[Information provided start]

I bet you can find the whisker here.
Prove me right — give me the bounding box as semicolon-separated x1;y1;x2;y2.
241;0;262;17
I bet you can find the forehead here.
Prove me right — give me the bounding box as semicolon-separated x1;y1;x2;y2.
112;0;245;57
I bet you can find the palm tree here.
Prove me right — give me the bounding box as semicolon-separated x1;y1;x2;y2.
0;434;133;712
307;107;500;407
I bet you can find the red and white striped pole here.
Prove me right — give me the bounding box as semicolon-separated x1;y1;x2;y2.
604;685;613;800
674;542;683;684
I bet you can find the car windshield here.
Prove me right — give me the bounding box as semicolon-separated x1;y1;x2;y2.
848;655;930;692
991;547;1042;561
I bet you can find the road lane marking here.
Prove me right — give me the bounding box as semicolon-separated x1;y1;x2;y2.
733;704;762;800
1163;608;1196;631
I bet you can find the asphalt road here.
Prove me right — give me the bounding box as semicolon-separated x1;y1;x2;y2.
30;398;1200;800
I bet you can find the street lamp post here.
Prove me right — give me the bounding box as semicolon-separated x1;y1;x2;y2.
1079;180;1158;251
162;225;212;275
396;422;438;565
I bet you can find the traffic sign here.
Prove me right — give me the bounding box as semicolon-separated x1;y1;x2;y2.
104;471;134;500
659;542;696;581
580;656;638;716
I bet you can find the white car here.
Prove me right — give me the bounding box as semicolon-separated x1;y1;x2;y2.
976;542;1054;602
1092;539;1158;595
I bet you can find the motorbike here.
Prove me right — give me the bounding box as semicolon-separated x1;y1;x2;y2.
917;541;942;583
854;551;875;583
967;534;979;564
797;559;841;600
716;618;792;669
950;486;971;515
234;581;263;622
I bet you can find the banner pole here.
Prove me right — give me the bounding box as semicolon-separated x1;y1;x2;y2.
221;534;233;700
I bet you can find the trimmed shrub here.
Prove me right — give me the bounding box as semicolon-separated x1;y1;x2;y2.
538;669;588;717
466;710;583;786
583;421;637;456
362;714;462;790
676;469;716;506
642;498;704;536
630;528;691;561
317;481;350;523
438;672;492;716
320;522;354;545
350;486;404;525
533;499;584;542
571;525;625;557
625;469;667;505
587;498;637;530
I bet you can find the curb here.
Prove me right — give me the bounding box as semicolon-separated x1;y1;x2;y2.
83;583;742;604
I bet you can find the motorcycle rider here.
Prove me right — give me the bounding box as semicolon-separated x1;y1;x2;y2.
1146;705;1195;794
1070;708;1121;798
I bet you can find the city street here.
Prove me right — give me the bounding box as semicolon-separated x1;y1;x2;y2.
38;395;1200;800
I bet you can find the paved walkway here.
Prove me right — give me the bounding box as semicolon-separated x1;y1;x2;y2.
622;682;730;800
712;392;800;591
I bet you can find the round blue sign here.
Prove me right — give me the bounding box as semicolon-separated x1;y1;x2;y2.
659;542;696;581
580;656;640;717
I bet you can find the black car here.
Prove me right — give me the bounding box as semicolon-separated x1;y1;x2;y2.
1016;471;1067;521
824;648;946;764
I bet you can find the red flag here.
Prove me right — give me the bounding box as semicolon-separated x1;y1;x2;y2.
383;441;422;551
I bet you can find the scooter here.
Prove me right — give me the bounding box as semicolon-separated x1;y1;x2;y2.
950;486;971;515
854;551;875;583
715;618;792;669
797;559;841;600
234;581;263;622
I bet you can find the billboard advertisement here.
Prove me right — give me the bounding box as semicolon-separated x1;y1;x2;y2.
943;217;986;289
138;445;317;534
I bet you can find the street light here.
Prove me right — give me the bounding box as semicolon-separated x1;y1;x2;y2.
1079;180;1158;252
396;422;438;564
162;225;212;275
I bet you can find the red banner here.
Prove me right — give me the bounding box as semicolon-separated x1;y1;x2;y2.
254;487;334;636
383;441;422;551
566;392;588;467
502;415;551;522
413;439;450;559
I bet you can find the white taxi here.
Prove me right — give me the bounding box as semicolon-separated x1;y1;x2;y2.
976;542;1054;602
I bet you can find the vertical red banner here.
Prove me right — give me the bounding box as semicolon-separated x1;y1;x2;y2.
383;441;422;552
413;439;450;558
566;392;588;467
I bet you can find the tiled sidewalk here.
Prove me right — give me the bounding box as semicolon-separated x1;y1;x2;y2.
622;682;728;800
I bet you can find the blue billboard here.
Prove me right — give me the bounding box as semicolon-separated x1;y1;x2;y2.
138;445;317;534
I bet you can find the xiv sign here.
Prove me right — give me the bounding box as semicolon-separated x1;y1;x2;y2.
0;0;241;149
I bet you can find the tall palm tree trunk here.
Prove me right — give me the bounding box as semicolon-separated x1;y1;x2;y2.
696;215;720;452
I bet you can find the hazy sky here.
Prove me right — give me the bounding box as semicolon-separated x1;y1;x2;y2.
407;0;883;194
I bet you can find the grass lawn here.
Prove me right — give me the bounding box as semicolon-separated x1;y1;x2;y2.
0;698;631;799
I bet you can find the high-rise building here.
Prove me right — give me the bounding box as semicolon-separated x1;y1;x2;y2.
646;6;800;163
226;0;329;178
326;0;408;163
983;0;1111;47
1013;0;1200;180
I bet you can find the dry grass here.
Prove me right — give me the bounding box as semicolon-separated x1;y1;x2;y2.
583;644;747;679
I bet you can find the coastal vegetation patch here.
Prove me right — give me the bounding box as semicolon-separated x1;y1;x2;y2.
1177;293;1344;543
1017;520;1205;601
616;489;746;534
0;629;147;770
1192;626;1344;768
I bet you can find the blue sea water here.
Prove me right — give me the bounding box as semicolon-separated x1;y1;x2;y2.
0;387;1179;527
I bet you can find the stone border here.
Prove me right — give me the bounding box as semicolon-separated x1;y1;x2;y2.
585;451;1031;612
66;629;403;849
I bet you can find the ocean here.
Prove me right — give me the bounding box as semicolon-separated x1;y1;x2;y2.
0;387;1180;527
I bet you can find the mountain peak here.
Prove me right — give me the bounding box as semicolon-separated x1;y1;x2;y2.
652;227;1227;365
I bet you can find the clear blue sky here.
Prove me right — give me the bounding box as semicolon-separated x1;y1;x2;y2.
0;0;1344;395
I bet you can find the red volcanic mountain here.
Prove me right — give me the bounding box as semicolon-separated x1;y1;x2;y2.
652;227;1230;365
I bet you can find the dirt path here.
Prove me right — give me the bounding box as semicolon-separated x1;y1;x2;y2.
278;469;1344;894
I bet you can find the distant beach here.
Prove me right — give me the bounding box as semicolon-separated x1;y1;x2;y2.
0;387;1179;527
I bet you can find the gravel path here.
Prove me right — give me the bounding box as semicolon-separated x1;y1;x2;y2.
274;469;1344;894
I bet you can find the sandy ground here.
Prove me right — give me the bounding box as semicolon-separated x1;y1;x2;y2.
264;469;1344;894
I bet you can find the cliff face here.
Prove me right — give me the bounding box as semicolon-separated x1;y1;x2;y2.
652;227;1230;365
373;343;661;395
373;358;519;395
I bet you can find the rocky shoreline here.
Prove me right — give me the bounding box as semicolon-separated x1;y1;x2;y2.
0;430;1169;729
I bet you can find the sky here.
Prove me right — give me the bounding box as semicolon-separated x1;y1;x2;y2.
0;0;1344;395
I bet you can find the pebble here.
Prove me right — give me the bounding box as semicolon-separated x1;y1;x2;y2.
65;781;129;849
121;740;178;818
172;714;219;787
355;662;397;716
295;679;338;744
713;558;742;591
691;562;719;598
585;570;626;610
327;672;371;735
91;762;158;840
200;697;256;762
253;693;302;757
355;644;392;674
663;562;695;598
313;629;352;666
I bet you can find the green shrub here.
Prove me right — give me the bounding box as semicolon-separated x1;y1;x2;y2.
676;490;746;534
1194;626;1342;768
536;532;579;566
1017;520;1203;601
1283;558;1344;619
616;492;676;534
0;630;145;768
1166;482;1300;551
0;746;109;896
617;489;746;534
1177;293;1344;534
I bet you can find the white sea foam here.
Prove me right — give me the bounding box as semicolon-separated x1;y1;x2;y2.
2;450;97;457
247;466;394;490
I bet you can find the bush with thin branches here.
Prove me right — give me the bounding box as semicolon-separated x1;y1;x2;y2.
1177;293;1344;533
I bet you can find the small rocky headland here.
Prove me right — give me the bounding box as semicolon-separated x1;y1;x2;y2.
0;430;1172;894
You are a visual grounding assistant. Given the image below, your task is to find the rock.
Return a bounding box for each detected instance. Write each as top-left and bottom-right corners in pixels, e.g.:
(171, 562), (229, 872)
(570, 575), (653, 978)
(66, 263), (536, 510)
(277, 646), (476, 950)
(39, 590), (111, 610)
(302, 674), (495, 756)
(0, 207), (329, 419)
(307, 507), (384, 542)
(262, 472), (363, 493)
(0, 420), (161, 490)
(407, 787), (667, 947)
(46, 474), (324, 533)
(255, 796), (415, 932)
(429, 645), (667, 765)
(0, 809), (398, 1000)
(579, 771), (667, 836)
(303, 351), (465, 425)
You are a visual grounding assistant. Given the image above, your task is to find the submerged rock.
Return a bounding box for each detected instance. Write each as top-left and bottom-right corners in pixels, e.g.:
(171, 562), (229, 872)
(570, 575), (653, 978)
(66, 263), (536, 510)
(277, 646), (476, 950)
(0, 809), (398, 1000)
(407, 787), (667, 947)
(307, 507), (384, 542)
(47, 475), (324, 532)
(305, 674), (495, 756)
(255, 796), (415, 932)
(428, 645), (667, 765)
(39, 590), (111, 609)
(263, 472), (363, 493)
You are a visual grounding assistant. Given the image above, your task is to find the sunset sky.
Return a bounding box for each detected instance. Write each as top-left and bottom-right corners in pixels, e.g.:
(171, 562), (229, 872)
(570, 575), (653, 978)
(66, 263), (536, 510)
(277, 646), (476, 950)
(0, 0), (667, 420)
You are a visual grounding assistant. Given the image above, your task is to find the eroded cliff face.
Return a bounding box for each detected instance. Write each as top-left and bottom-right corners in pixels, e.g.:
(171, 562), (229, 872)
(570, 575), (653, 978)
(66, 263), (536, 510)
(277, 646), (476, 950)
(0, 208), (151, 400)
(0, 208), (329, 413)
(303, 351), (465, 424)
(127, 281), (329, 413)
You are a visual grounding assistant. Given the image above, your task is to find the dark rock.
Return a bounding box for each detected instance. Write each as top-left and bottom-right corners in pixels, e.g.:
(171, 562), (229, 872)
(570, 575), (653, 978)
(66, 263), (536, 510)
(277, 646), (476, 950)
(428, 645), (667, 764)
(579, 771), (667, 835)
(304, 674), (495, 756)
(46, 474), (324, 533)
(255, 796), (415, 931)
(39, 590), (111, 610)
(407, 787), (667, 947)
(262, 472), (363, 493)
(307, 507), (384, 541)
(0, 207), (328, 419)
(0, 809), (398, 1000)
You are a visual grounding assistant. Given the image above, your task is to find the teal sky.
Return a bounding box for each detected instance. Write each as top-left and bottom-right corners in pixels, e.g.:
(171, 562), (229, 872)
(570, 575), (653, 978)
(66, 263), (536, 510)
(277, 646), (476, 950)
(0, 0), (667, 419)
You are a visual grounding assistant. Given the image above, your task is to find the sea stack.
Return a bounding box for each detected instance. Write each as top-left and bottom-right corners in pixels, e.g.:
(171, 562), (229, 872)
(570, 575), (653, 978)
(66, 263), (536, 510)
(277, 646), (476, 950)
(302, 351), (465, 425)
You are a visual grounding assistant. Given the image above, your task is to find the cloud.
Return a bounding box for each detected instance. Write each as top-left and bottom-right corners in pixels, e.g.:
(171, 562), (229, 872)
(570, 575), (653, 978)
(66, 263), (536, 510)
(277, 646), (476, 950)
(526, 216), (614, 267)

[Information provided end]

- _To do_
Copy out the lines of the records from the line with "I bet you can find the traffic sign here." through the line with "1092;539;1158;595", including both of those lines and nothing else.

- _Answer_
I bet you can find the traffic sign here.
Prove me right — give me the bounding box as semicolon-separated x1;y1;x2;y2.
104;471;134;500
659;542;696;581
580;656;638;716
I bet you can find the white car here.
Prove me right — give me the bounding box as semicolon-separated x1;y1;x2;y2.
976;542;1054;602
1092;539;1158;595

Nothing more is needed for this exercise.